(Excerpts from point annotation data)
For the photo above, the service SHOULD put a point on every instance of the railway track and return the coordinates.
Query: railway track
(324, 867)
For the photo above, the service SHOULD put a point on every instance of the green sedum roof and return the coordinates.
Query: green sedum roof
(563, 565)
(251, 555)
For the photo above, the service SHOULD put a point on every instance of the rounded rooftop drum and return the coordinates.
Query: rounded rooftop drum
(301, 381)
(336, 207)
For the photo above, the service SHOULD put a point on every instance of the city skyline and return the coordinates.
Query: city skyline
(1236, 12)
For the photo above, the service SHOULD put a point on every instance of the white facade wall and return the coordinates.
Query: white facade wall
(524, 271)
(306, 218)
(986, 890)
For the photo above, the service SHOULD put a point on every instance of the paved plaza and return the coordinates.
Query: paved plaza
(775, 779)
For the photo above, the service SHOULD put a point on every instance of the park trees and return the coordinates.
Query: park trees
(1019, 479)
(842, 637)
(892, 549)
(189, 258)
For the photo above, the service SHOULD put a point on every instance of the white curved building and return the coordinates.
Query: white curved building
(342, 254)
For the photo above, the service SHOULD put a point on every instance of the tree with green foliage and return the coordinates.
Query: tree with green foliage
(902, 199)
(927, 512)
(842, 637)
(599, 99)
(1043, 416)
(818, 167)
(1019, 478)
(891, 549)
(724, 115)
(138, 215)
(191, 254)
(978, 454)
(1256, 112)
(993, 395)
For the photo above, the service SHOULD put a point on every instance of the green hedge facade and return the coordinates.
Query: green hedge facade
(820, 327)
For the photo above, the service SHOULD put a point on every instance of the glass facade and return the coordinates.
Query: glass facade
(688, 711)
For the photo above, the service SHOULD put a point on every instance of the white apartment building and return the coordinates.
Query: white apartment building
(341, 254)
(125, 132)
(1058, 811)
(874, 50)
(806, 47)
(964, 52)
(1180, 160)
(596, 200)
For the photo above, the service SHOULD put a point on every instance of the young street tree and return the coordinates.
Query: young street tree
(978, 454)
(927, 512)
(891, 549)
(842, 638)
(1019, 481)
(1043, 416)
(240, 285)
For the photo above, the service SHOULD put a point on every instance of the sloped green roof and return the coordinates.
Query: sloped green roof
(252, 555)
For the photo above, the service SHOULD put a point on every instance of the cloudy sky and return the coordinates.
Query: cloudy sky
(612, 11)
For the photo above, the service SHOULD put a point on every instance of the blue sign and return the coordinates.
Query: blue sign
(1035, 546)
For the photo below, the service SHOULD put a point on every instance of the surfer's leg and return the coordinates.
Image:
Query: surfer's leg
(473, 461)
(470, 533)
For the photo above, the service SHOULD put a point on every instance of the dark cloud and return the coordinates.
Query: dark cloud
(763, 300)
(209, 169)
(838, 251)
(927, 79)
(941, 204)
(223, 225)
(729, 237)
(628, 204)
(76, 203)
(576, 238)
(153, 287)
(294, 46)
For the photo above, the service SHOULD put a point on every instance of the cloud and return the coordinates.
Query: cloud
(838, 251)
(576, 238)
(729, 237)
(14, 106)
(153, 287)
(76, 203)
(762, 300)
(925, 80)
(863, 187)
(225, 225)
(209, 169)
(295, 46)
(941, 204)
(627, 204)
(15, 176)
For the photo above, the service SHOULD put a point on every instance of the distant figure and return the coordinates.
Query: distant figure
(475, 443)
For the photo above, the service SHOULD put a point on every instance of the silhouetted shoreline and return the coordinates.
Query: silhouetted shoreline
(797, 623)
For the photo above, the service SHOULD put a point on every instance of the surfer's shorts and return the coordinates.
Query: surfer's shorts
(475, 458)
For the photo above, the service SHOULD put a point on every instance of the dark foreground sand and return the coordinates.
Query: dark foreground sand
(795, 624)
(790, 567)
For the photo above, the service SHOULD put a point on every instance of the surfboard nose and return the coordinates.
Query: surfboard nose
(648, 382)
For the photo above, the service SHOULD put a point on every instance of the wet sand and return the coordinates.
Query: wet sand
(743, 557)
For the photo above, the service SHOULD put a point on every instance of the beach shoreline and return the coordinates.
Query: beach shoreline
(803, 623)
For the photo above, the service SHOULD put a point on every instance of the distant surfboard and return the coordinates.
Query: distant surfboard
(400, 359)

Task goal —
Replace "the service" with "the tool" throughout the lines and leave everything else unchanged.

Output of the exercise —
For the photo above, the tool SHOULD put a point on every instance of the railway track and return the coordinates.
Query: railway track
(324, 867)
For the photo above, the tool SHOULD put a point on every instance of the green sedum roof and return the coordinates.
Query: green sedum roof
(563, 565)
(251, 555)
For the photo above, the tool SHOULD put a point on every instance of the rounded rooftop drum and return the coordinates.
Query: rounded rooftop drum
(301, 381)
(336, 207)
For the photo above, the tool SHOULD put a point on every instance of the city skyline and return the coordinates.
Query: city skyline
(1236, 12)
For the photo above, the tool SHOULD put a point on every instance of the white facade wall and return the coordinates.
Query: white facade wall
(524, 271)
(306, 218)
(986, 890)
For the photo above, the tool SHOULD put a point on every instance of the paved plaza and return the coordinates.
Query: paved plaza
(775, 779)
For the photo above, the tool SHOULD put a point on every instance of the park trees and return the coordinates.
Query: park trees
(1019, 479)
(842, 637)
(892, 549)
(189, 258)
For the photo above, the tool SHOULD put a point on every instance of the white curved building and return the coordinates.
Query: white curved building
(342, 254)
For the photo above, the tool SHOULD put a point on every instance of the tree with green foliage and return the coordinates.
Query: tree with green foliage
(902, 199)
(927, 512)
(842, 637)
(599, 99)
(1043, 416)
(818, 167)
(1019, 478)
(891, 549)
(724, 115)
(138, 215)
(191, 254)
(978, 454)
(1256, 112)
(993, 395)
For the photo above, the tool SHOULD put a point on every instance of the green hedge facade and return the coordinates.
Query: green hedge facade
(820, 327)
For the photo above, the tool SHOULD put a point on every instance of the glass facade and return the coordinates.
Query: glass facade
(688, 711)
For the photo above, the tool SHOULD put a point on every instance of the white apartment building and return the coordinates.
Query: white apartment building
(341, 254)
(125, 132)
(1058, 811)
(874, 50)
(806, 47)
(964, 52)
(1180, 160)
(596, 200)
For the photo above, the tool SHOULD put a point on every instance of the young street tree and return the coordinates.
Query: young street tree
(978, 454)
(927, 512)
(891, 549)
(842, 638)
(1019, 481)
(1043, 416)
(240, 285)
For the photo above, the tool SHOULD put a point on every instance of the sloped green roof and return the coordinates.
Query: sloped green roof
(252, 555)
For the photo above, the tool SHOULD put a point on every instance of the cloudy sky and return the coordinates.
Query: cloudy sky
(612, 11)
For the photo above, the tool SHOULD put a point on every instance of the blue sign and return the coordinates.
Query: blue sign
(1035, 546)
For the photo below, the tool SHOULD put a point on every instance of the surfer's leg and return the coordinates.
Image:
Query: surfer's leg
(473, 461)
(470, 533)
For the photo above, the tool SHOULD put a point on every instance of the dark cloud and return the coordinates.
Query: dark cloud
(763, 300)
(209, 169)
(838, 251)
(927, 79)
(941, 204)
(223, 225)
(729, 237)
(628, 204)
(76, 203)
(576, 238)
(153, 287)
(294, 46)
For the photo above, the tool SHOULD put a point on every instance of the cloud and return the coordinates.
Query: cloud
(838, 251)
(576, 238)
(729, 237)
(14, 106)
(153, 287)
(76, 203)
(762, 300)
(925, 80)
(863, 187)
(225, 225)
(209, 169)
(295, 46)
(941, 204)
(627, 204)
(15, 176)
For the photo above, the tool SHOULD put a point on every instance of the distant figure and return the coordinates.
Query: distant figure
(475, 443)
For the photo above, the tool SHOULD put a point on every instance of the silhouetted shoreline and return the coordinates.
Query: silhouetted shoreline
(797, 623)
For the photo above, the tool SHOULD put a point on every instance of the surfer's shorts and return the coordinates.
Query: surfer's shorts
(475, 458)
For the photo above, the tool SHOULD put a point on every instance of the dark foreground sand and return the coordinates.
Query: dark foreground sand
(795, 624)
(790, 567)
For the photo above, the tool SHOULD put a point on every instance of the surfboard nose and return the coordinates.
Query: surfboard nose
(648, 382)
For the photo above, the tool SHOULD put a point on every instance of the wet sand and return the coordinates.
Query: wet sand
(743, 557)
For the photo above, the tool SHOULD put a point on every instance of the beach shoreline and return the coordinates.
Query: beach shoreline
(803, 623)
For the photo above, the tool SHOULD put a point on every instance of the distant surfboard and return the coordinates.
Query: distant surfboard
(400, 359)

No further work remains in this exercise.